WHAT THIS TASK INVOLVES:
Transcribe exactly the lines that fall between the one holding "x=733 y=147" and the one holding "Target: white cap", inclusive, from the entries below.

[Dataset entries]
▽
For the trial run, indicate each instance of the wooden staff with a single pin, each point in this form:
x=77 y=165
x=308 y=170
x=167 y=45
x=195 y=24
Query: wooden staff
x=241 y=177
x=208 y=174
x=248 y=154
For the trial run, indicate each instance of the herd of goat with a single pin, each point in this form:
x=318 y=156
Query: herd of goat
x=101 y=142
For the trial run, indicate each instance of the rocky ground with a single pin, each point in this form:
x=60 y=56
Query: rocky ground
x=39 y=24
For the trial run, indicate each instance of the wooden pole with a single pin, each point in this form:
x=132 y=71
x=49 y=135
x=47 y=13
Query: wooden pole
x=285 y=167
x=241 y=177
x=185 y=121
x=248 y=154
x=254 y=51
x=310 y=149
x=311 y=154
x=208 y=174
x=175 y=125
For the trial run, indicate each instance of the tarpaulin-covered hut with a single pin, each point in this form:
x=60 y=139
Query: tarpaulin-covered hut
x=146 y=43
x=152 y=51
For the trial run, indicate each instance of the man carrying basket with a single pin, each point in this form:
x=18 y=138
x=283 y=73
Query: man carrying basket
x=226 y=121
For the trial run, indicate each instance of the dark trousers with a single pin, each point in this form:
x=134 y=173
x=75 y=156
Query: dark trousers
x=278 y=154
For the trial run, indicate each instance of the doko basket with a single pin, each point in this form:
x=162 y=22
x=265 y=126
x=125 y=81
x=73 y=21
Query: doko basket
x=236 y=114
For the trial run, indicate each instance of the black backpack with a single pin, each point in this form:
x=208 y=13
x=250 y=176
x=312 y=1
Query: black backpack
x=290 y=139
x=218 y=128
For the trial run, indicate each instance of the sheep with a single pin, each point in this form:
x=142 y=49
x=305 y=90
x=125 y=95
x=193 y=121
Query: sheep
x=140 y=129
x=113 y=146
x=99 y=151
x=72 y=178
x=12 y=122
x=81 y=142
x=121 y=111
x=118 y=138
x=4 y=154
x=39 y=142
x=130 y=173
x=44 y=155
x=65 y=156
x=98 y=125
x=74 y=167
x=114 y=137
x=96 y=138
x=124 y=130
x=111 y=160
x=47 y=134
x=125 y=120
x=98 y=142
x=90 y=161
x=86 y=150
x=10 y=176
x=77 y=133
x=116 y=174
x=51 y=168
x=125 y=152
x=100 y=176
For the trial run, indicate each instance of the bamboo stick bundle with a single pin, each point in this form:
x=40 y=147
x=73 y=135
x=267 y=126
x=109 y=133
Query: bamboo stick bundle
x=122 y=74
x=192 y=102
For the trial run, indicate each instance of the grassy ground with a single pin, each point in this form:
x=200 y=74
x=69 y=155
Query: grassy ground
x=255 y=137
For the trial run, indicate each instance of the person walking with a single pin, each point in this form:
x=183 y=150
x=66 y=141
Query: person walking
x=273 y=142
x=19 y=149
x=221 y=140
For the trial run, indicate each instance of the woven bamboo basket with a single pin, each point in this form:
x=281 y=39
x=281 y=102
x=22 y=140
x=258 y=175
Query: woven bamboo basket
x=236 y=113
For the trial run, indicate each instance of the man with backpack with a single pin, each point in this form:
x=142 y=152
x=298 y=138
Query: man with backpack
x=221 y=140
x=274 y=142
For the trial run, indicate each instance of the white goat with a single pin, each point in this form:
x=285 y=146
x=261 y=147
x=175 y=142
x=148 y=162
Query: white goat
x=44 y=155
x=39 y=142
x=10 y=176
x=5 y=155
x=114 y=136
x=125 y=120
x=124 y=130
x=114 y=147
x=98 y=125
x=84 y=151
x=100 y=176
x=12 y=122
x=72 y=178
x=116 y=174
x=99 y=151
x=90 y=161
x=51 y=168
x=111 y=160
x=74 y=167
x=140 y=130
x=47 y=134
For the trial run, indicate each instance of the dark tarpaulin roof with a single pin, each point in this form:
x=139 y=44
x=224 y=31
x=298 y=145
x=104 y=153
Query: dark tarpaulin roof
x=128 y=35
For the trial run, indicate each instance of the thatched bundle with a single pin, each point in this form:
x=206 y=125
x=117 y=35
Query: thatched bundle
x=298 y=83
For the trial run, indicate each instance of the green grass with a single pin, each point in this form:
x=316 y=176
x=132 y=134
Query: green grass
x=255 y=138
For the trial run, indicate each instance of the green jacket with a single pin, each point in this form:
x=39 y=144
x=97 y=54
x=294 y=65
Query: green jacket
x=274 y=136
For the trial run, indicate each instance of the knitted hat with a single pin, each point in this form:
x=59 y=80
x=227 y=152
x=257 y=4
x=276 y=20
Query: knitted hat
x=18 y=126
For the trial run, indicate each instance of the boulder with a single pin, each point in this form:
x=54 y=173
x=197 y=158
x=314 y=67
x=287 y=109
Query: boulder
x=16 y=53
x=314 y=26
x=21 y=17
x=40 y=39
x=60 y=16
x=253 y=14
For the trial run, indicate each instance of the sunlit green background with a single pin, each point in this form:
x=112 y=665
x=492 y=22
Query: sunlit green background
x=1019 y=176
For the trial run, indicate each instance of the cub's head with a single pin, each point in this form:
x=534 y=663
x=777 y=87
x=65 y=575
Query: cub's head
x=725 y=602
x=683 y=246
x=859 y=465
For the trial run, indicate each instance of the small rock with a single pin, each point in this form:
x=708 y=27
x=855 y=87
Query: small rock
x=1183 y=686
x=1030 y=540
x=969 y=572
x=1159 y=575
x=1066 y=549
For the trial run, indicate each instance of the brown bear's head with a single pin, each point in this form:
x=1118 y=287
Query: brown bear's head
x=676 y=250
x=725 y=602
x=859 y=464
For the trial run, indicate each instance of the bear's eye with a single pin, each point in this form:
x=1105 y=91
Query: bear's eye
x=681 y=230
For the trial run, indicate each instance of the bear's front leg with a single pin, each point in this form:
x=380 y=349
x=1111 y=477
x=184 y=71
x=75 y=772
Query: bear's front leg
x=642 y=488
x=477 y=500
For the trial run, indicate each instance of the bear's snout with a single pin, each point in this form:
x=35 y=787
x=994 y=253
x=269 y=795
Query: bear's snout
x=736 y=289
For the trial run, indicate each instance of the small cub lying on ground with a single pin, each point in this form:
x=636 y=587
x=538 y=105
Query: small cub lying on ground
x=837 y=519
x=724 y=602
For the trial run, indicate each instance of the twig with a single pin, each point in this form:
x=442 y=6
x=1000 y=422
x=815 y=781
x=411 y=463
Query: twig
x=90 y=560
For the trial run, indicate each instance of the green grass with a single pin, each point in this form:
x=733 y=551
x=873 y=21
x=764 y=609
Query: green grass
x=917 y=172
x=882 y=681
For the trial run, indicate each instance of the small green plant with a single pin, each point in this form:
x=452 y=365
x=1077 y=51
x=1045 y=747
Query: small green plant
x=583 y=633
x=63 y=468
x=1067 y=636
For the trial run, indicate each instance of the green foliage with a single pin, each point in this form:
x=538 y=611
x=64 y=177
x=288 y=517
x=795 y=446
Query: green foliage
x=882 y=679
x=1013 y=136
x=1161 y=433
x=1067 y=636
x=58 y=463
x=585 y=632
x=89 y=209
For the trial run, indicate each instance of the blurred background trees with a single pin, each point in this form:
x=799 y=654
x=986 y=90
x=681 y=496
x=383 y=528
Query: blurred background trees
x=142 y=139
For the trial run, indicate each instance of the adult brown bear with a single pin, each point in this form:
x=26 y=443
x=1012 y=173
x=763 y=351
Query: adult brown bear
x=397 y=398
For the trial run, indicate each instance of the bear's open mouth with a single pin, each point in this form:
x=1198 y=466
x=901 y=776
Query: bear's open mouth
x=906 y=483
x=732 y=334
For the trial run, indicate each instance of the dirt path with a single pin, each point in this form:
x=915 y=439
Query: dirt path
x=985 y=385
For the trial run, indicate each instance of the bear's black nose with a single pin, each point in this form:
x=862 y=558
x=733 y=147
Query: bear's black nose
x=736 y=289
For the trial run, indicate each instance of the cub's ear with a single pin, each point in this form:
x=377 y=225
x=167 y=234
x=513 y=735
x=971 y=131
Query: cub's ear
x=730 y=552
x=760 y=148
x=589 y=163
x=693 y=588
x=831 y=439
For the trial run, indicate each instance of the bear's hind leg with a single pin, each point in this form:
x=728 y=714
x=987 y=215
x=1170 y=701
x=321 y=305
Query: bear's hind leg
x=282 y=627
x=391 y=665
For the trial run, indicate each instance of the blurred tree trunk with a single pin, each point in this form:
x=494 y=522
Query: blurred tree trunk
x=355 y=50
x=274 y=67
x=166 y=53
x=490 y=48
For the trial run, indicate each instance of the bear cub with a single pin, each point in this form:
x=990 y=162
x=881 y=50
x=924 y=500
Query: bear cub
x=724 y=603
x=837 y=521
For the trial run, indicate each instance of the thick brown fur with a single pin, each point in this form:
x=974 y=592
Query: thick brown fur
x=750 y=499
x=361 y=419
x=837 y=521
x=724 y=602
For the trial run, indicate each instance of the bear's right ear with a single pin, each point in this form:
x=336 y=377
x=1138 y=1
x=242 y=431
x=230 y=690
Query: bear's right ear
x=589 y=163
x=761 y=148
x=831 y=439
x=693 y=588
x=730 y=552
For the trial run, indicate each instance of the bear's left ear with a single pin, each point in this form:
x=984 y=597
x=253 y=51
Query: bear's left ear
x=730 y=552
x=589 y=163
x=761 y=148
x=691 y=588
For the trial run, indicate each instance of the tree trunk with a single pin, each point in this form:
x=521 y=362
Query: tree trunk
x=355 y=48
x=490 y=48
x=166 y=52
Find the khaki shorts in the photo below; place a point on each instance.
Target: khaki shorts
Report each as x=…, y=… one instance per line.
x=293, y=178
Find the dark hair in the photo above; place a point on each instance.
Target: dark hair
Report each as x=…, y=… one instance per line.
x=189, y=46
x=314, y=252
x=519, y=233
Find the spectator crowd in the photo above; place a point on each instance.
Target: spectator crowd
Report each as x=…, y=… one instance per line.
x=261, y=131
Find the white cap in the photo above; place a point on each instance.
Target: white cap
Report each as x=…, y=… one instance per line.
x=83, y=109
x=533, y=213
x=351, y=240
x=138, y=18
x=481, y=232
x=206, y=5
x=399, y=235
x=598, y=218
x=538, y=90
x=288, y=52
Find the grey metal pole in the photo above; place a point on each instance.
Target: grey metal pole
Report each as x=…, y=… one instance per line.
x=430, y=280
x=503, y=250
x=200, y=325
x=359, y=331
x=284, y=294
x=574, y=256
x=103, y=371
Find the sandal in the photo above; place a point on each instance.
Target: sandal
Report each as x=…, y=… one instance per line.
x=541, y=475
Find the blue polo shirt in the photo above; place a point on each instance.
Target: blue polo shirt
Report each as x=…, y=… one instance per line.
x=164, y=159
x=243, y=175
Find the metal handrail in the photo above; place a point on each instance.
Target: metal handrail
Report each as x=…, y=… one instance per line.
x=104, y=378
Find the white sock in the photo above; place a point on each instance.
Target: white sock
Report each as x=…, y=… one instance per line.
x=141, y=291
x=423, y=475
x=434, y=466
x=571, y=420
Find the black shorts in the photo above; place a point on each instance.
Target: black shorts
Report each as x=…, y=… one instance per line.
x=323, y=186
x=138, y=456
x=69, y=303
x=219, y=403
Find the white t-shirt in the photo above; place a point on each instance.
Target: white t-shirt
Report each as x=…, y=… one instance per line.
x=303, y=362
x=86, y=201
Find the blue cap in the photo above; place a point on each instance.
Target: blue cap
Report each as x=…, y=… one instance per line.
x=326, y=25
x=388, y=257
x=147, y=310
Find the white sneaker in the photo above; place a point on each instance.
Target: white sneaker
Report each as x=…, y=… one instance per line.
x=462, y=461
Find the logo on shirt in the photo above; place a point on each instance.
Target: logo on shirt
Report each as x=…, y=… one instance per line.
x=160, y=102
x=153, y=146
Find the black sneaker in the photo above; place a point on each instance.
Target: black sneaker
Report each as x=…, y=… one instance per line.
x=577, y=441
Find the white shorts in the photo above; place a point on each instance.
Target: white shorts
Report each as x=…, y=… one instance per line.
△
SOLVED EXERCISE:
x=733 y=147
Query: bear's black nose
x=736 y=289
For the trial run, indicate each instance of the cub's ear with a single pin, each point in this form:
x=377 y=225
x=167 y=234
x=513 y=735
x=971 y=131
Query: cub's ear
x=730 y=552
x=760 y=148
x=589 y=163
x=693 y=588
x=831 y=439
For the trial run, indicate each instance of the bear's hind leg with a single pin, each point in this form:
x=728 y=714
x=987 y=215
x=1170 y=701
x=321 y=305
Query: bear's hind leg
x=282 y=627
x=391 y=665
For the trial run, indicate each instance of the blurred tree trunk with a single pin, each point in this form:
x=494 y=522
Query: blurred tree trunk
x=355 y=50
x=274 y=67
x=166 y=53
x=490 y=48
For the trial run, indicate each instance of the bear cub with a single pin, each point in this form:
x=990 y=162
x=881 y=50
x=924 y=500
Query: bear cub
x=724 y=603
x=837 y=521
For the trial run, indicate each instance of the thick brown fur with a single pin, each point in this form:
x=974 y=592
Query: thick brown fur
x=750 y=499
x=361 y=419
x=837 y=521
x=724 y=602
For the trial run, indicate each instance of the bear's right ear with a single pin, each point in this form:
x=336 y=377
x=1138 y=1
x=242 y=431
x=230 y=690
Query: bear's right ear
x=589 y=163
x=761 y=148
x=831 y=439
x=693 y=588
x=730 y=552
For the trial run, indicate each instance of the bear's left ear with a single pin, each point in this form:
x=984 y=597
x=253 y=51
Query: bear's left ear
x=730 y=552
x=589 y=163
x=761 y=148
x=691 y=588
For the trial run, indicate each instance of the tree trunk with a single pin, each point in this form:
x=521 y=362
Query: tree trunk
x=355 y=48
x=490 y=48
x=166 y=52
Find the khaki shorts in the photo below; place a point on each instance.
Target: khaki shorts
Report each as x=…, y=… one instance per line.
x=293, y=178
Find the dark hair in the photo above; place a point on each instance.
Target: dark hair
Report each as x=…, y=… one instance per line.
x=189, y=46
x=314, y=252
x=519, y=233
Find the spectator crowd in the photo above; place a point on each instance.
Target: spectator crowd
Report each as x=…, y=… one instance per line.
x=261, y=131
Find the white cap in the photo above; place a point on each instance.
Target: white cap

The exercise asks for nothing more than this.